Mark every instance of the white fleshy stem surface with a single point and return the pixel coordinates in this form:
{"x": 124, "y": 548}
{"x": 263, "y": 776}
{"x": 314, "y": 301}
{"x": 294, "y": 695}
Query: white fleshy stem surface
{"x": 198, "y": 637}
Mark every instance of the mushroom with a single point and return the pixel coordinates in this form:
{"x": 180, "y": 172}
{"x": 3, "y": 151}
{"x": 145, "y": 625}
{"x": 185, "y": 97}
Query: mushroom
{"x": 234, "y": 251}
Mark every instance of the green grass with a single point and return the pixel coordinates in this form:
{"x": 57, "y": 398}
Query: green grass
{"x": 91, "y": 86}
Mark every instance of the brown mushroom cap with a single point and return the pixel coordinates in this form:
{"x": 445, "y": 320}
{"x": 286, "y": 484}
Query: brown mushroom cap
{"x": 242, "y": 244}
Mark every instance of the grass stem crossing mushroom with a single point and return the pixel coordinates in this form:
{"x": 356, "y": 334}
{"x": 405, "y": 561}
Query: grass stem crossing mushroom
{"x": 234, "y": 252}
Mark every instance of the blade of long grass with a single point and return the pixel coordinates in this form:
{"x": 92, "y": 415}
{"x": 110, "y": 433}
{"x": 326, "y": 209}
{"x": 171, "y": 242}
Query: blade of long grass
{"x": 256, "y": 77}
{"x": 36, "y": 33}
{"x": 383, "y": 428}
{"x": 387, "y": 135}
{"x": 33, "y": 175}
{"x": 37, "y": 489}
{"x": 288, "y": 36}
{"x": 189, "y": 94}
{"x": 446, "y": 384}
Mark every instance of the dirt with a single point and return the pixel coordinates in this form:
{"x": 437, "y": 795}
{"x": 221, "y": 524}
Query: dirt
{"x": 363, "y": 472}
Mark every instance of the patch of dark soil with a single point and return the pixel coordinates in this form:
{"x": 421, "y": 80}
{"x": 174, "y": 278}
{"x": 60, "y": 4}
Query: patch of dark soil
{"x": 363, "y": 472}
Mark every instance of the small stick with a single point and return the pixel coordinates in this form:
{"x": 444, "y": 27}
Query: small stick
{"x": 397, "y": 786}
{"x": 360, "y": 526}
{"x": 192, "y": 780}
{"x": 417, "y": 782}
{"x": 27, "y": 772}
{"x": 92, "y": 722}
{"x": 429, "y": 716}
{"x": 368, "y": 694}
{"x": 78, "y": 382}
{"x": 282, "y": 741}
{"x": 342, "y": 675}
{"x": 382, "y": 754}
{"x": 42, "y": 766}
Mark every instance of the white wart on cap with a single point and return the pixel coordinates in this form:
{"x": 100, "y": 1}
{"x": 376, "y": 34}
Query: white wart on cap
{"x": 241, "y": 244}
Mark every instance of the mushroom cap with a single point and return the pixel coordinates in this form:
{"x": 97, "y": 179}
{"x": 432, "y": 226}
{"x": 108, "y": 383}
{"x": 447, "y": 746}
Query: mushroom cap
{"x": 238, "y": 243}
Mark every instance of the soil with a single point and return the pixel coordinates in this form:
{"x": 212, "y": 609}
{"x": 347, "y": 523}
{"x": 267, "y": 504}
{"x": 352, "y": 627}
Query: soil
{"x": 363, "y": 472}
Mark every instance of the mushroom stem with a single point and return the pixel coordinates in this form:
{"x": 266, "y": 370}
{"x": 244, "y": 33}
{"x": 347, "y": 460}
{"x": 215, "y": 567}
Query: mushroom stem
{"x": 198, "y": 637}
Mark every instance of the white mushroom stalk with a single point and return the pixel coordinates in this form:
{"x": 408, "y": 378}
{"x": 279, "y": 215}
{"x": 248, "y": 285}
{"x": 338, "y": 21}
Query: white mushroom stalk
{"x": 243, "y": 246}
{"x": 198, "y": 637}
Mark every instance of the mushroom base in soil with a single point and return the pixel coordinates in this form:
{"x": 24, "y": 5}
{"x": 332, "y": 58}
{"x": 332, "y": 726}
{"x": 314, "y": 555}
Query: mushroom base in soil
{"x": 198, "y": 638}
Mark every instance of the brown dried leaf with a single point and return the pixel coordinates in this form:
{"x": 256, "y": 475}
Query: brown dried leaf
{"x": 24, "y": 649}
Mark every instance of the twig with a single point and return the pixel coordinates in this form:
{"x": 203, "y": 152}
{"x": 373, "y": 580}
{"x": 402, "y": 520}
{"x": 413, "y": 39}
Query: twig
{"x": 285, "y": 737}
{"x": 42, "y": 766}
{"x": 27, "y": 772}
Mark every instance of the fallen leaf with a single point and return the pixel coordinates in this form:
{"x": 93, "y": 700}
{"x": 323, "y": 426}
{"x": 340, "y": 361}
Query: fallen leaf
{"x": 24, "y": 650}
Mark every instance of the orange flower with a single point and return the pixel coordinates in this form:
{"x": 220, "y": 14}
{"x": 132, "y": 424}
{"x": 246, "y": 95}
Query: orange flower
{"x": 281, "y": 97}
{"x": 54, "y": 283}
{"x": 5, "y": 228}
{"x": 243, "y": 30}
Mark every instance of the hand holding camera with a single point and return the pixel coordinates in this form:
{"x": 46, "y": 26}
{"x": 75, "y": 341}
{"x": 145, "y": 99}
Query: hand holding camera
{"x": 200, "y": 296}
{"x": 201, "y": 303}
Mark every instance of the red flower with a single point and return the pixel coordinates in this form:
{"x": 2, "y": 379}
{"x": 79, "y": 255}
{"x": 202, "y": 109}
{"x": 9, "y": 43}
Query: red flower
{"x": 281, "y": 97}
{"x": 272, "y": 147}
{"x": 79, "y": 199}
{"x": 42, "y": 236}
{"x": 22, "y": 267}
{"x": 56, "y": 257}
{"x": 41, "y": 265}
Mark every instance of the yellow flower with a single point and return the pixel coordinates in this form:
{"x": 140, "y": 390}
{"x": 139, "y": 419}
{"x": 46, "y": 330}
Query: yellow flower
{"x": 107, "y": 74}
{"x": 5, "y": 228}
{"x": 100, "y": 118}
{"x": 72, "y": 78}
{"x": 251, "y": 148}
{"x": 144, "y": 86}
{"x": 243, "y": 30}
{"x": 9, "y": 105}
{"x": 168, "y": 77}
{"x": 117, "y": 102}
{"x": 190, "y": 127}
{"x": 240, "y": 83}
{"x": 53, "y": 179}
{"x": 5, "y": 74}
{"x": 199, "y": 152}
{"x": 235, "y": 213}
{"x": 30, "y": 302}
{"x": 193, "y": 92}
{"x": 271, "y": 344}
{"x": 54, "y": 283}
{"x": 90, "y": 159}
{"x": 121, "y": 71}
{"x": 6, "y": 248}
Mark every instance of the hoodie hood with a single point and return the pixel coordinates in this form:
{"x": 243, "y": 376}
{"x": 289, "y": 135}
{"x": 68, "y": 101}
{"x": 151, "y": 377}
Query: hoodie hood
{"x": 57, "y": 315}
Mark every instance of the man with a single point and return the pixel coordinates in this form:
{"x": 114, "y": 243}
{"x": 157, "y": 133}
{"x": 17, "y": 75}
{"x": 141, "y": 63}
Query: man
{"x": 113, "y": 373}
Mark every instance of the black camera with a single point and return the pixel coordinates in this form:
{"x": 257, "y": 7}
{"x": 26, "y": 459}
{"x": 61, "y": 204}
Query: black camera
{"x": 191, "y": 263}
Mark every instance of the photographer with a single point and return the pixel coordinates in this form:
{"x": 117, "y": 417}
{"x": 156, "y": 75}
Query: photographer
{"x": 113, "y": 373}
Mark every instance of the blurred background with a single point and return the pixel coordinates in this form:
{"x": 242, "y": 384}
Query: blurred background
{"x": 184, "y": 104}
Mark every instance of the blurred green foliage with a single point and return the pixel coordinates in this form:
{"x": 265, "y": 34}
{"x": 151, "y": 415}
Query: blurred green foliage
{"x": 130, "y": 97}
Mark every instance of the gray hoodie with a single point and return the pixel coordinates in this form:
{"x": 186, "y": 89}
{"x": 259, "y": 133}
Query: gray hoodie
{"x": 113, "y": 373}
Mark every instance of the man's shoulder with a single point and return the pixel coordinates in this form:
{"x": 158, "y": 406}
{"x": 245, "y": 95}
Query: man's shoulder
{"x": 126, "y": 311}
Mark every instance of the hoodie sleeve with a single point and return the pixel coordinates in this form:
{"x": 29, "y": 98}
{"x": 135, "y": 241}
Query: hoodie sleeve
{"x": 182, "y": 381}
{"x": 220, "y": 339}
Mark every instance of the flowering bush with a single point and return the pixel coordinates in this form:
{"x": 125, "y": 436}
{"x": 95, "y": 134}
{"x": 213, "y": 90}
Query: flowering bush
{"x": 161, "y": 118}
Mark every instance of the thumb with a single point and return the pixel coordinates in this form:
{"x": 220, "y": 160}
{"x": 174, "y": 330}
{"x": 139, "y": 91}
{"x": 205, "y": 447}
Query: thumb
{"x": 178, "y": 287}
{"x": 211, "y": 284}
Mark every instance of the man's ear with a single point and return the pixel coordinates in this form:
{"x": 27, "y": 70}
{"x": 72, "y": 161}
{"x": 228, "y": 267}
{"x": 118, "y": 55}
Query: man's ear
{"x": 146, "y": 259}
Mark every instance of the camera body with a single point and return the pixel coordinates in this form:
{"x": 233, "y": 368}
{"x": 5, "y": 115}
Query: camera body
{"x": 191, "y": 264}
• • • • •
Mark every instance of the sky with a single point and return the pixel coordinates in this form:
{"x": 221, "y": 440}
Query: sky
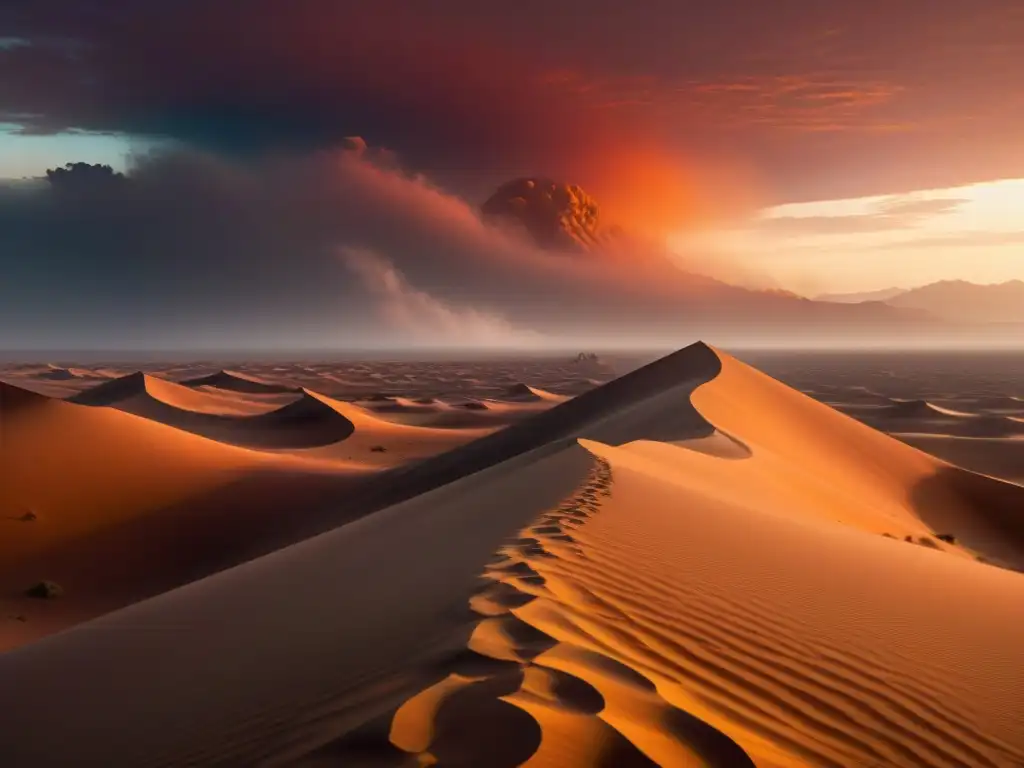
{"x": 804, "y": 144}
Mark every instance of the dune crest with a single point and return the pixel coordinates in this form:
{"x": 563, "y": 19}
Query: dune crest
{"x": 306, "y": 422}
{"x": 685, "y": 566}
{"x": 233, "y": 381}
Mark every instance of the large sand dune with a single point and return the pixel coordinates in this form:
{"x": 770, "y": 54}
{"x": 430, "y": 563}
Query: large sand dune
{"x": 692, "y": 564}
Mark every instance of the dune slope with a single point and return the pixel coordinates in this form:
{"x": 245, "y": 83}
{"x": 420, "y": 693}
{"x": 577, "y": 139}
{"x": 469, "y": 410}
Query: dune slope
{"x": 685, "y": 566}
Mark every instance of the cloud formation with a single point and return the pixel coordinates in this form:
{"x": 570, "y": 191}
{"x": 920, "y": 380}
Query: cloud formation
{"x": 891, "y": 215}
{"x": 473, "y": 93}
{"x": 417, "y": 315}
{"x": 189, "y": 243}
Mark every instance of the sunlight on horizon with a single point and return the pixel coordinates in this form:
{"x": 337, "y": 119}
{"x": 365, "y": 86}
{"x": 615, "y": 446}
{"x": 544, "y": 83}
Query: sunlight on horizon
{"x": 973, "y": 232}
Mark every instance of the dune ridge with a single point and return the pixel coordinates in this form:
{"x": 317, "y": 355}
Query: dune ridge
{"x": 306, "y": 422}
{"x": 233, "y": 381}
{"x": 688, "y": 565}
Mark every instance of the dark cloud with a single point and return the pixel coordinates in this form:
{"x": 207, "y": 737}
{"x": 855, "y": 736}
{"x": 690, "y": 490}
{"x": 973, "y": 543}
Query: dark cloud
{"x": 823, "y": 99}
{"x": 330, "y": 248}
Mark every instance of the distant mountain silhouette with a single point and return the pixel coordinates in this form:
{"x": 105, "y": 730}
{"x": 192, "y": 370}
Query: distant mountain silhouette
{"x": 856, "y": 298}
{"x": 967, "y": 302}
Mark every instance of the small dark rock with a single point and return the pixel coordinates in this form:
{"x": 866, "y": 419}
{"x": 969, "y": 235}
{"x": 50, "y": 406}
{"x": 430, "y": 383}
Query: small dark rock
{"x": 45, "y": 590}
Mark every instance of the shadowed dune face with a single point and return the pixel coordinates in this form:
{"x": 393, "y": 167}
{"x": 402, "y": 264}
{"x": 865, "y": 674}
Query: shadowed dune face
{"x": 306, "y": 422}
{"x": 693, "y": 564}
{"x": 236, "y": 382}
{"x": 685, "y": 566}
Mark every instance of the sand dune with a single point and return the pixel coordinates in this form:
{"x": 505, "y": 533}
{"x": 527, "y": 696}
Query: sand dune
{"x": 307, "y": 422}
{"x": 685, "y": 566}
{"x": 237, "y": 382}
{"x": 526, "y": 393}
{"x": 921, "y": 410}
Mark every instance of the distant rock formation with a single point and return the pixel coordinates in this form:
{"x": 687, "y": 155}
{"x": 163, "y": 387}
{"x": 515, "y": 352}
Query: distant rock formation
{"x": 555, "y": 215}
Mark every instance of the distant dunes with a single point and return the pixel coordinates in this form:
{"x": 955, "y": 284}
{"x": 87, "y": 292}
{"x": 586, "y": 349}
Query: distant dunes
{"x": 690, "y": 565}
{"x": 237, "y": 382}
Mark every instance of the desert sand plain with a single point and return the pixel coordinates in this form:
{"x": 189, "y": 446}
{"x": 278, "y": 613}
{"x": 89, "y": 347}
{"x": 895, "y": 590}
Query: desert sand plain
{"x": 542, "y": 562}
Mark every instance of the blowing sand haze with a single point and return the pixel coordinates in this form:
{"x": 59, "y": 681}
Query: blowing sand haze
• • • • •
> Instruction:
Pick out every line in the records above that contains the word "stick", and copy each of those lines.

> Exercise answer:
Mark every instance of the small stick with a single point and return the pixel coordinates in this form:
Query: small stick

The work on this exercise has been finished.